Restate the material word for word and leave out anything that is a picture.

====

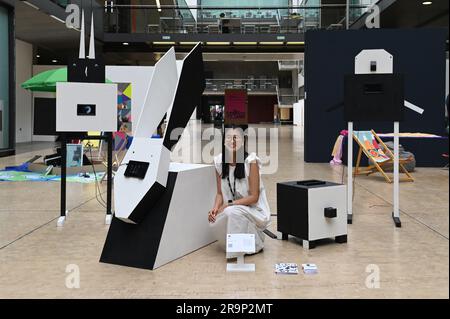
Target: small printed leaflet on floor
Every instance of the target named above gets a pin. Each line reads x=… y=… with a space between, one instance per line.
x=241 y=244
x=286 y=269
x=309 y=268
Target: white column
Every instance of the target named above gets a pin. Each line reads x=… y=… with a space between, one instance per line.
x=350 y=169
x=396 y=170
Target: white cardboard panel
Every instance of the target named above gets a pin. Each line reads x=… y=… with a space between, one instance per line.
x=139 y=77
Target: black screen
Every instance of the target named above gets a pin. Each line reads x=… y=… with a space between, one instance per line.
x=374 y=97
x=86 y=109
x=136 y=169
x=44 y=116
x=188 y=95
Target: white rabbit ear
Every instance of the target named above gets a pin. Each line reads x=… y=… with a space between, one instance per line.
x=92 y=39
x=82 y=54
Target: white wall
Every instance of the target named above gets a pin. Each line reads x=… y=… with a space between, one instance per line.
x=24 y=110
x=36 y=70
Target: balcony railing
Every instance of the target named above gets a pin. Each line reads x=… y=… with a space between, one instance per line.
x=252 y=85
x=179 y=19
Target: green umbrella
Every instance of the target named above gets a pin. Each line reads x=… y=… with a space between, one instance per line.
x=46 y=81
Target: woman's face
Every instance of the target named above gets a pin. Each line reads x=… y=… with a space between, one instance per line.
x=234 y=139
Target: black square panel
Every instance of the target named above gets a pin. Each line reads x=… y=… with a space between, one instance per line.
x=374 y=97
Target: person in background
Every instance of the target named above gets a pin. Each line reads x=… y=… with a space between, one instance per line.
x=241 y=205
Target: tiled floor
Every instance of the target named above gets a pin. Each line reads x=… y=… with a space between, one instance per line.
x=413 y=261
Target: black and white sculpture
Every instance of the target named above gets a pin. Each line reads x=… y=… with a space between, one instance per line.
x=85 y=103
x=374 y=76
x=161 y=207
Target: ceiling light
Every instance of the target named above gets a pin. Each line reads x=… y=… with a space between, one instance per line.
x=31 y=5
x=57 y=19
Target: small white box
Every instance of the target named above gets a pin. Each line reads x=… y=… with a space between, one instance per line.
x=82 y=107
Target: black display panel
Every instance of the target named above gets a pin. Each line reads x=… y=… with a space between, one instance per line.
x=136 y=169
x=44 y=116
x=188 y=95
x=86 y=109
x=86 y=70
x=374 y=97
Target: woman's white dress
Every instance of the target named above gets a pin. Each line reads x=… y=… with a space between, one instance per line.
x=241 y=219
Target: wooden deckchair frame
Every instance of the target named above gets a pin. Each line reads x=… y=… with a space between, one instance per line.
x=378 y=167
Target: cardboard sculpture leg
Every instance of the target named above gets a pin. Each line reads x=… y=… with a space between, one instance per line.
x=176 y=225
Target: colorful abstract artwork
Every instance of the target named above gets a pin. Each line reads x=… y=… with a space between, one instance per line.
x=124 y=123
x=124 y=119
x=371 y=145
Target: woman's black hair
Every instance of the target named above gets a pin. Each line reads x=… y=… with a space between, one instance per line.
x=239 y=171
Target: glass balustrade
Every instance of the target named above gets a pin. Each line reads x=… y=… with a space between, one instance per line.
x=252 y=85
x=256 y=17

====

### FULL ANSWER
Target: small printed leaflet on floor
Every instance of the target named above gets a pin. Each line reads x=… y=… with a space between, one instance per line.
x=241 y=244
x=286 y=269
x=309 y=268
Target: white column
Every instance of the target named above gets a pin. Each line reads x=… y=… with a space between, one instance per line.
x=350 y=169
x=396 y=170
Target: white cardboard panel
Every instance of the target named above gets a pin. Each line reads x=… y=… with a space between, one instance per line.
x=139 y=77
Target: black screen
Every instance of the target named above gets a pin. Each line reads x=… y=… with a space between, one instance per line.
x=374 y=97
x=86 y=109
x=136 y=169
x=44 y=116
x=188 y=95
Target: white rabbit ear
Every instance of the target named above gets a pin. Each line reads x=… y=… with a space between, one instance per line.
x=92 y=39
x=82 y=54
Target: white wall
Every instance of the target named above gets a pin. Each line reads x=… y=… with a space between, one instance per line.
x=24 y=110
x=36 y=70
Target: balcony railing
Every instance of the target named above gets a pin. Each line reads x=… y=… with a space between, one instance per line.
x=252 y=85
x=179 y=19
Target: green umbrella
Every instance of the target named above gets a pin. Each line reads x=… y=… with a space between, one instance per line.
x=46 y=81
Target: woman's face
Every instance of the target named above gets a pin. Each line reads x=… y=… with a space between, one instance per line.
x=234 y=139
Target: black square panel
Every instance of the target named above gets a pin. Each line reads x=… y=… with a space between, one instance per line.
x=374 y=97
Target: person in background
Every instance of the target named above gets a pin. Each line reads x=… y=… with a space between, one instance per line.
x=241 y=205
Target: tiled floor
Every instance of the target named above gets a pin. Each line reads x=… y=… with a space between, one instance per line.
x=413 y=261
Target: black and white sculpture
Every instance of the target named above gets a pin. Each line reads x=… y=… with a space between, one instance per line.
x=85 y=103
x=374 y=76
x=161 y=207
Target: ceiling light
Every instance of the target named above gets a pin. Each line reads x=… y=… with a space between, one instance per line.
x=31 y=5
x=57 y=19
Target: small white box
Every instance of the target named above gets a pin. Each line reads x=… y=… with a space between, one instance per line.
x=82 y=107
Target: black display panel
Every instance of the target named above gets a pin. Each line reads x=… y=… with a space between, one instance per line.
x=136 y=169
x=44 y=116
x=188 y=95
x=86 y=109
x=86 y=70
x=374 y=97
Target: woman's white dress
Every instance of the target named above gets a pin. Each line reads x=… y=… with a space between, one instance per line.
x=241 y=219
Target: wooden deckchair frame
Every instance of the target named above gets a pin. Each line reads x=… y=… with a space between, one instance per line.
x=378 y=167
Target: cardboard sculpture leg
Every instance of the target named above gets a pin. Each line reads x=… y=… with a space between, one instance per line.
x=176 y=225
Target: colorful abstract artwork
Every instance of the target named above gets a pin. Each line reads x=… y=… with a space between, one instance per line.
x=124 y=123
x=124 y=119
x=371 y=145
Target: woman's black hair
Every instance of the target named above gets a pin. Each line reads x=… y=… with a space between, one instance per line.
x=239 y=171
Target: glass balustrade
Every instance of the target named above gets a pin. Each line reads x=… y=… with a space between, one instance per line.
x=252 y=85
x=256 y=17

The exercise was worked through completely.